▶ **Extract to read**
Referring now to FIG. 11, a flow diagram 1100 of a mass configuration replication operation is shown. To initiate the mass configuration replication operation, a user 1110 preferably utilizes a discover-monitor application 1112 running on management station 1102 to select a source storage system 1104 and launch a management interface application 1114 for the selected source storage system 1104 ( steps 11A and 11B). Next, user 1110 preferably selects a “generate config file” or other similar task from management interface applications 1114 task menu (step 11C). Management interface application 1114 then will process the “generate config file” task by requesting and obtaining the configuration description of the source storage system 1104 from its controller 1116 (step 11D). Management interface application 1114 will then save the configuration description from the source storage system 1104 into a storage area 1118 (step 11E). In accordance with one particular embodiment of the invention, user 1110 may edit the configuration description in storage area 1118 (step 11F). The editing function may be performed using discover-monitor applet 1112, management interface application 1114, or another suitable editing application program which may reside on management station 1102.
After the configuration description is finalized, user 1110 preferably selects the mass operation function on discover-monitor applet 1112 (step 11G). Discover-monitor applet 1112 retrieves the configuration description from storage area 1118 (step 11H), and then loads from a second storage area 1120 a list of storage systems on the network which may be destination systems to receive the mass configuration operation (step 111). Discover-monitor applet 1112 then displays the list of storage systems on the network on a display device 1122 (step 11J). User 1110 preferably selects the storage systems which it would like updated with the source configuration description (step 11K), and discover-monitor applet 1112 then launches management interface applications 1124-1 to 1124-N for each of the selected storage systems (step 11L). As with the configuration application process illustrated in FIG. 10 and discussed above, each of the management interface applications 1124 retrieves a firmware set from firmware repository 1128 in server 1108 or other suitable storage location (step 11M), and applies the controller firmware set to the controller 1126 of the appropriate destination device 1106 (step 11N). For example, management interface application 1124-1 preferably retrieves a firmware set and applies it to controller 1126-1 of destination storage system 1106-1. Similarly, management interface application 1124-2 retrieves a firmware set and applies it to controller 1126-2 of destination device 1106-2, and so on.
After each of the controller firmware sets have been updated, each of the management interface applications 1124 send the configuration description to the destination devices 1106 and their controllers 1126 (step 110). Controllers 1126 receive the configuration description, perform the configuration change operation(s) and then pass back “configuration” and “new task” events to the management interface applications 1124 (step 11P).

▶ **Stated problem A**
Reproduce the stretch of the mass configuration replication passage above from "After each of" through "1124 (step 11P).", word for word.

▶ **Source data**
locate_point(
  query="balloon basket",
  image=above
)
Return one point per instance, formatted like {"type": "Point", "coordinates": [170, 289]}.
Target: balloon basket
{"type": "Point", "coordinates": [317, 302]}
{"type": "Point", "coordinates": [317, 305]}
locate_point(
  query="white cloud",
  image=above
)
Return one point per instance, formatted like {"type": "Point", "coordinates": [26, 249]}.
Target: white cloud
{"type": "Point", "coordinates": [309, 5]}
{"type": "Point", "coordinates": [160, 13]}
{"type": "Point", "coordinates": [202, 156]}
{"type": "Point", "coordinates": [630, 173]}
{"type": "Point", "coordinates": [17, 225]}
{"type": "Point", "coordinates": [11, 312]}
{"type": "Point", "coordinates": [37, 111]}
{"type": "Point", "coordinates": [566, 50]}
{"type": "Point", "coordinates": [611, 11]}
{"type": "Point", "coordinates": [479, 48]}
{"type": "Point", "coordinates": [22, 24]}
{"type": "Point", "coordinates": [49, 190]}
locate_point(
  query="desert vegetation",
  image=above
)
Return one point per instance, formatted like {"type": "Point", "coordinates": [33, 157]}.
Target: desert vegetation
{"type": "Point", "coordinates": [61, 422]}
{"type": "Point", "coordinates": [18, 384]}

▶ **Stated problem B**
Gather every line in the records above that contains the word "desert".

▶ **Final answer A**
After each of the controller firmware sets have been updated, each of the management interface applications 1124 send the configuration description to the destination devices 1106 and their controllers 1126 (step 110). Controllers 1126 receive the configuration description, perform the configuration change operation(s) and then pass back “configuration” and “new task” events to the management interface applications 1124 (step 11P).

▶ **Final answer B**
  query="desert vegetation",
Target: desert vegetation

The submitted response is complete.